> [DOCUMENT TEXT]:
UoL Library Blog

Develop, debate, innovate.

Posts Tagged ‘data’

DataCite and the Research Data Challenge

Posted by gazjjohnson on 30 May, 2012

Last Friday (25th May) I took my second trip of the week to London (having been at the Symplectic User Conference on Monday).  This time it was the gentle stroll from St Pancras to the British Library Conference Centre to participate in the first JISC/BL DataCite workshop.  Billed as an introduction to data citation and DataCite, this seemed an ideal follow up to the Research Data Management Forum event in Southampton back in March.  As the role of the LRA Manager migrates to look increasingly at how we will manage, share and curate research data outputs as well as publications it was the sort of thing that I felt I really needed.

> [Items stored from a collection]:
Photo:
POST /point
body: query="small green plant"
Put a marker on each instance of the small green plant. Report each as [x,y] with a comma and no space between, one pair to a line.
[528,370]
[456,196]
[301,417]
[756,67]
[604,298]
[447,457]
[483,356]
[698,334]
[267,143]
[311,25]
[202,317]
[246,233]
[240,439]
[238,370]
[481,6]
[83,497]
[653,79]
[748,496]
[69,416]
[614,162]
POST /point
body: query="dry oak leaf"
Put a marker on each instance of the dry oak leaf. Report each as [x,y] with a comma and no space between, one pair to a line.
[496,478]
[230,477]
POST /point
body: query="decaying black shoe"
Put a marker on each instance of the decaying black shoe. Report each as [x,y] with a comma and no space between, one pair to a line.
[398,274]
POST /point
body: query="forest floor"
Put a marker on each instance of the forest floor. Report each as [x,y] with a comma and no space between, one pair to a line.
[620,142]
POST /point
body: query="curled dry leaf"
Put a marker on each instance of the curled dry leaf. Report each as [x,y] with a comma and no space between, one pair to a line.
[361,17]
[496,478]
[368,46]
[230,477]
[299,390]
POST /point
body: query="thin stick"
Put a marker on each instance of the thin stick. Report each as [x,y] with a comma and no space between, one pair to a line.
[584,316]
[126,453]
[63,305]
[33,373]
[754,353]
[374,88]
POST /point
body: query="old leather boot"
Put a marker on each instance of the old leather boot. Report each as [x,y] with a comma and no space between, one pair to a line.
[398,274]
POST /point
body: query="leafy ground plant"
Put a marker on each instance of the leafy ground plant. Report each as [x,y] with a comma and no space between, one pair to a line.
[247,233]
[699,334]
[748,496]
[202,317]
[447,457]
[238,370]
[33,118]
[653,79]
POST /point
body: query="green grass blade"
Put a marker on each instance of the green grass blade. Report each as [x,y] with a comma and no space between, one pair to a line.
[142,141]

> [WHAT THIS TASK INVOLVES]: Write the next portion of the library blog post about the DataCite workshop, beginning after its final sentence. The records are not required for this work.

> [TASK ANSWER]:
Data Citation

Following the house keeping and welcome from the BL’s Lee-Ann Coleman and JISC’s Simon Hodson (owner of the finest waxed moustache I’ve seen in many a moon), Lee-Ann kicked off with an overview of Data Citation; what it is and why is it important.  The fact that there is an expectation from the RCUK that research data will be shared, to assist in validation of research conducted by their funded investigators, is perhaps the most major driver.  At the same HEIs want oversight on their research outputs, and as such the curation of their organisations data resource is important to them for building on earlier work and enabling collaborative research to organically evolve.  Given that many academics in adjoining offices are often unaware of what colleagues are producing, increasing this transparency and accessibility to a rich, queriable and reusable research resource is believed to be of value in not only progressing collaboration but enabling genuine novel research from preexisting work.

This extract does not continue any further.